Продолжите очерк о вашингтонских достопримечательностях, начав сразу после его последнего предложения.

- _Приведённый отрывок_

-------------------------

Возможно, мнение Дж. Рескина будет предпочительно для искусствоведов (он сам из их числа), но для досужего наблюдателя (зсо я о себе) небрежность взгляда, пожалуй, предпочтительна. Поэтому легко даются метафоры. Здешний гуляка – одинокий муравей. В современной поэзии этот образ маячит не случайно. Львов, орлов и буйволов разобрали на геральдику, а муравьев оставили для скромных современников, почему не воспользоваться? Отбиться от своих, ощутить собственный размер и поспешно искать обратный ход в общежитие, в кучу – не обязательно быть муравьем, чтобы это почувствовать.
Памятник сэру Томасу Гоффу. Среди вашингтонских достопримечательностей значится, как мужская фигура. Автор – французский скульптор-импрессионист Jules Déchin, 1922 год. Крест от соседей, но здесь кстати.

-------------------------

- _Исходные записи_
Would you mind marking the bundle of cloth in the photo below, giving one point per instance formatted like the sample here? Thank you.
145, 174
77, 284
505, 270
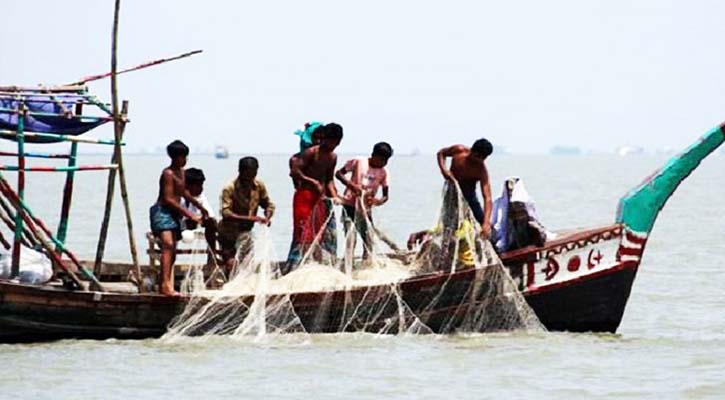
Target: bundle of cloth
35, 267
515, 221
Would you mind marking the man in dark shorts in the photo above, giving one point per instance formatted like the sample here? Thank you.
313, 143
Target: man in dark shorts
468, 168
240, 203
165, 215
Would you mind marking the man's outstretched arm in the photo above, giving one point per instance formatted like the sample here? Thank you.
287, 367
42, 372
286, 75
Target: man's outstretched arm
445, 153
487, 204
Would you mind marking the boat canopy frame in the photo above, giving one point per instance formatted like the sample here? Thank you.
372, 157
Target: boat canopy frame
44, 115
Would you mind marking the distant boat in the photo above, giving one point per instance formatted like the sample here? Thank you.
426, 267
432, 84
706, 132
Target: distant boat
565, 151
630, 151
221, 152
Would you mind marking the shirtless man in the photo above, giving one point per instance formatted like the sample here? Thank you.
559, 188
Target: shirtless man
310, 136
166, 214
313, 170
468, 168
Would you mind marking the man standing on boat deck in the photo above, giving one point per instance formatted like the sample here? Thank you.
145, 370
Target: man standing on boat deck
468, 168
165, 216
240, 202
314, 171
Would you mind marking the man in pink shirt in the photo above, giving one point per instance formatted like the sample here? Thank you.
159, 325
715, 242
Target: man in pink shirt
366, 176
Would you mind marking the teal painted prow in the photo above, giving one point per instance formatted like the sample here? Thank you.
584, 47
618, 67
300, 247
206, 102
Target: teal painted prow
638, 209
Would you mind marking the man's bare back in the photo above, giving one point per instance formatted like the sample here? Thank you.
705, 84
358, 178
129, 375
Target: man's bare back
173, 180
468, 173
316, 168
468, 168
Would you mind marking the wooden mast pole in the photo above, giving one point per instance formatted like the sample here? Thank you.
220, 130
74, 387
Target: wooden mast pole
68, 188
118, 125
15, 263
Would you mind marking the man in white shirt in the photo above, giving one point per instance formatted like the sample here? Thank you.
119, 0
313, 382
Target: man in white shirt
195, 186
367, 176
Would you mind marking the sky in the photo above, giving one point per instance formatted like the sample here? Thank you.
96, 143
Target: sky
527, 75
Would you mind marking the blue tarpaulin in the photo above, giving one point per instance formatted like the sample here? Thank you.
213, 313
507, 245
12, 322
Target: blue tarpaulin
59, 123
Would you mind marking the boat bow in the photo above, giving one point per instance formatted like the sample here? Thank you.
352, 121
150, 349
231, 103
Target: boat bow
639, 208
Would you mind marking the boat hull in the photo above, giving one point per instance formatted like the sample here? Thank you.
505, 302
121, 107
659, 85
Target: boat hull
590, 298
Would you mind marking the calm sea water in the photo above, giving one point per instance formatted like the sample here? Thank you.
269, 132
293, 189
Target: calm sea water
671, 344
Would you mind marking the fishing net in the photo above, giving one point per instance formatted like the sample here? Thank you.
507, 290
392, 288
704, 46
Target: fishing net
450, 281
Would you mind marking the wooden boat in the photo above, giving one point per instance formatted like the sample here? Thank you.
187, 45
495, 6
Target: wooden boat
579, 282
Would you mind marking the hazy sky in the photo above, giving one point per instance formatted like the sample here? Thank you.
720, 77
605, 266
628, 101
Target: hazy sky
420, 74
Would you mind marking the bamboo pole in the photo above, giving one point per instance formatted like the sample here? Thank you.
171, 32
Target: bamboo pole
59, 138
4, 242
31, 223
136, 68
8, 216
43, 114
68, 188
15, 266
60, 169
34, 223
110, 193
63, 88
119, 126
33, 155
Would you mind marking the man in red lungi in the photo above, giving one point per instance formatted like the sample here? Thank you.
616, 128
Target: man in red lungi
313, 170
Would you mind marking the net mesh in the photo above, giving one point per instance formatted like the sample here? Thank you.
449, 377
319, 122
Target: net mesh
452, 281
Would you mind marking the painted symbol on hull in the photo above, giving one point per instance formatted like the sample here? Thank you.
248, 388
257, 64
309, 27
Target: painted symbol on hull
574, 264
552, 268
594, 260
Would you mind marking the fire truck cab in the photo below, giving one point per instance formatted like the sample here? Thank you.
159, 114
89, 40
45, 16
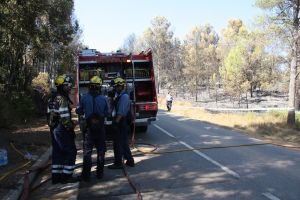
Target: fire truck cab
136, 69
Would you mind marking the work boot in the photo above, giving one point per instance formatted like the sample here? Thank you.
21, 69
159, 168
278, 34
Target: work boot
130, 163
86, 173
56, 178
115, 166
100, 168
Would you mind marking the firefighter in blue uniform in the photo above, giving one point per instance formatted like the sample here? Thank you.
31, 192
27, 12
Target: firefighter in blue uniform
121, 127
95, 108
62, 132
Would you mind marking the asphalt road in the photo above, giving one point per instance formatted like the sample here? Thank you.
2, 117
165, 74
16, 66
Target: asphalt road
194, 160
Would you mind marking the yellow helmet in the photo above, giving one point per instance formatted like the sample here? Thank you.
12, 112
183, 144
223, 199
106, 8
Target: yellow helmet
63, 80
96, 80
119, 81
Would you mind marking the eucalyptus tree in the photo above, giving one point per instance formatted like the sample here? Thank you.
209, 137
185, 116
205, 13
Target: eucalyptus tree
158, 37
199, 55
33, 33
283, 19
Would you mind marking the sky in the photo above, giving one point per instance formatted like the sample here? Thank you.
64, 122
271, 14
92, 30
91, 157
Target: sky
106, 24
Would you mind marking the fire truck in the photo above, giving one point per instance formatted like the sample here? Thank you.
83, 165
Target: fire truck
136, 69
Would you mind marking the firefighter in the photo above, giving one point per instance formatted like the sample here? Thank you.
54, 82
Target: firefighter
95, 108
121, 127
63, 135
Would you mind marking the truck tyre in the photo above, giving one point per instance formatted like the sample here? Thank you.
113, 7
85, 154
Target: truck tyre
142, 129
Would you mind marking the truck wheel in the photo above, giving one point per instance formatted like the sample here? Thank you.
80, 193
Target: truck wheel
142, 129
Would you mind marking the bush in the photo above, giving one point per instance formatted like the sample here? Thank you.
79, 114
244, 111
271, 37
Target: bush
41, 82
16, 109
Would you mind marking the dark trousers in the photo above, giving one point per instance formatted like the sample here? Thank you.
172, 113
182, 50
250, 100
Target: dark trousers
92, 140
63, 153
120, 143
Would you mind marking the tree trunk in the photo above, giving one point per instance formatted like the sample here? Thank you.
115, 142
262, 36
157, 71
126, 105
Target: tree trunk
292, 87
292, 91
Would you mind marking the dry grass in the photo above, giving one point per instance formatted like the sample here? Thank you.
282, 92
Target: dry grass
271, 125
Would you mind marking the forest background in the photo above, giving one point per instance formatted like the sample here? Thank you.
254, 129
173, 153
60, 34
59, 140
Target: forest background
40, 39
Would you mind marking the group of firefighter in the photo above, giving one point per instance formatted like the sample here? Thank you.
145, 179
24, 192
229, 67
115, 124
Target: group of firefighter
95, 107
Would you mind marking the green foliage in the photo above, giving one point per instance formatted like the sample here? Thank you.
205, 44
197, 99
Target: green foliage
41, 82
16, 109
35, 35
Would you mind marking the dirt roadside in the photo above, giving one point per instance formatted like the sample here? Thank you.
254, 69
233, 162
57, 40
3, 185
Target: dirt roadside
32, 137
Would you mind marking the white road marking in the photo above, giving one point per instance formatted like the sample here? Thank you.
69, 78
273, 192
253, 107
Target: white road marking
270, 196
163, 130
183, 119
226, 169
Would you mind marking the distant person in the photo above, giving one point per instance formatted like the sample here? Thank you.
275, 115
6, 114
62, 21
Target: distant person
62, 132
121, 126
95, 108
169, 100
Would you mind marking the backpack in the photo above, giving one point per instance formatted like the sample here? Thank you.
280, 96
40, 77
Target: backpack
52, 115
130, 113
95, 123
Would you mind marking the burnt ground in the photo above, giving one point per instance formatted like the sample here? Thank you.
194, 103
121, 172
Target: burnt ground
32, 137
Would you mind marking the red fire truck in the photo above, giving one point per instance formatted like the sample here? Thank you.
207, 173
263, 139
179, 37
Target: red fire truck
136, 69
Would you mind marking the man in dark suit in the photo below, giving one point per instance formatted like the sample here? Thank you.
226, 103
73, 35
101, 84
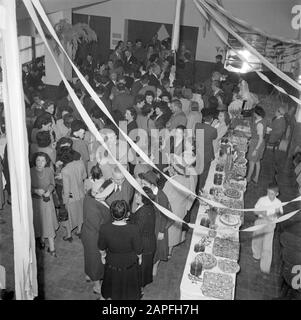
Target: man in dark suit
278, 127
122, 188
129, 60
122, 100
205, 134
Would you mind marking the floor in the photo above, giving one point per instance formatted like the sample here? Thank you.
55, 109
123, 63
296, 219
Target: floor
62, 278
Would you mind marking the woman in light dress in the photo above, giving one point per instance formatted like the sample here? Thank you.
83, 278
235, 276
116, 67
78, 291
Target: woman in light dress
221, 125
180, 169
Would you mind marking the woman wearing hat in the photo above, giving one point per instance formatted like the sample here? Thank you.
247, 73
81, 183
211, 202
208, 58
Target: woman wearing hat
120, 246
96, 213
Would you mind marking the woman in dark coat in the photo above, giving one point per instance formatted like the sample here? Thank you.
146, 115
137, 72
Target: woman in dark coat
120, 246
96, 213
145, 218
149, 179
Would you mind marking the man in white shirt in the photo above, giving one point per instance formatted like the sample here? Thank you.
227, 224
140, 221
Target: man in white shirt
262, 242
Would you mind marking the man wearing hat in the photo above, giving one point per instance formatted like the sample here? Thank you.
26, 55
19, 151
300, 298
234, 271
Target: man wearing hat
149, 179
78, 130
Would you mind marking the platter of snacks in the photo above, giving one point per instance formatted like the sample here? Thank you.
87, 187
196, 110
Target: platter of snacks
228, 266
225, 248
217, 285
218, 179
219, 167
205, 240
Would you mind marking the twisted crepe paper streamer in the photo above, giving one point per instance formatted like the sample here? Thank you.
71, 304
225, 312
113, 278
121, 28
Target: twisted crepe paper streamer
104, 109
246, 25
249, 47
93, 129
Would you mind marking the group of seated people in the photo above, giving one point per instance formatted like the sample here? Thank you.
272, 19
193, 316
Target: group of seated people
77, 184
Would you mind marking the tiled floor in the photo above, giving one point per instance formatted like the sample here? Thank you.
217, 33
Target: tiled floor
62, 278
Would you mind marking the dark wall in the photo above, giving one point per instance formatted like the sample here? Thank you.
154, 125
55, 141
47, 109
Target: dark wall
102, 27
145, 30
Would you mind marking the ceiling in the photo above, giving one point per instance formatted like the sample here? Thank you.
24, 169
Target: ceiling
51, 6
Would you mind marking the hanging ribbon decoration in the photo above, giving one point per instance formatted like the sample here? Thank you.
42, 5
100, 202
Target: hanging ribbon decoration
268, 64
128, 139
99, 138
246, 25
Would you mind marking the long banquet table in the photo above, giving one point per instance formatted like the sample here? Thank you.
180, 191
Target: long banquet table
191, 286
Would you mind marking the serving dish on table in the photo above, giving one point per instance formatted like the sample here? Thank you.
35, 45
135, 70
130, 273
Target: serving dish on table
228, 266
217, 285
240, 170
225, 248
219, 167
238, 185
205, 240
241, 161
230, 220
207, 260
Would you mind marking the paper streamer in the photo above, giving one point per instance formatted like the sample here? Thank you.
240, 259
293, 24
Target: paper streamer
93, 129
268, 64
246, 25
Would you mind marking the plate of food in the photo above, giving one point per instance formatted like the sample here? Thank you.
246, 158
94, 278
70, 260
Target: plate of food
217, 285
225, 248
229, 220
207, 260
228, 266
205, 240
232, 193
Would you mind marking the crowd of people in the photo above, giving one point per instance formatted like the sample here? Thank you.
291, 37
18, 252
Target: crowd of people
76, 183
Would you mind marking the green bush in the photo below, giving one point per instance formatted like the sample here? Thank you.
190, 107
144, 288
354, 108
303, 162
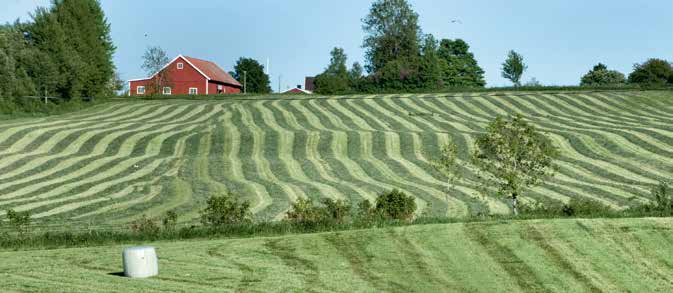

-------------------------

- _Результат задания_
Остается гадать, кем был сэр Томас. И где он сейчас (допустим на минуту). Может быть, служит в администрации Страшного суда? А что, если рискнуть и пожать сэру Томасу руку? Литература знает примеры. Последствия непредсказуемы, впрочем, вы, как хотите….
Хочется настроиться по здешнему камертону. Стараться специально не стоит, что нужно, приходит без усилий. Иначе, что мы тут делаем? Ясно, все они заодно – заказчик (родные и близкие) и скульптор, хотят восстановить на свой лад оборванное время. Мы пришли позже, и сейчас, как бы, посторонние. Без личной заинтересованности. Но наша собственная смерть при нас, дожидается, а пока осознается бессознательно, и служит оптимизму или, точнее, желанию жить.
Свеча, голубь, ангел или опечаленная дева – весь образный реквизит. В других местах можно перестараться, сфальшивить, как в плохой пьесе, здесь – никогда. Хорошего много не бывает – это про кладбище. Куда больше, чем на юбилее, хоть и там можно наслушаться… И не скажешь, что банальность… Совсем наоборот. Смерть – подходящий повод даже для плохих стихов. По крайней мере, здесь за это не убивают, даже, как жертвоприношение.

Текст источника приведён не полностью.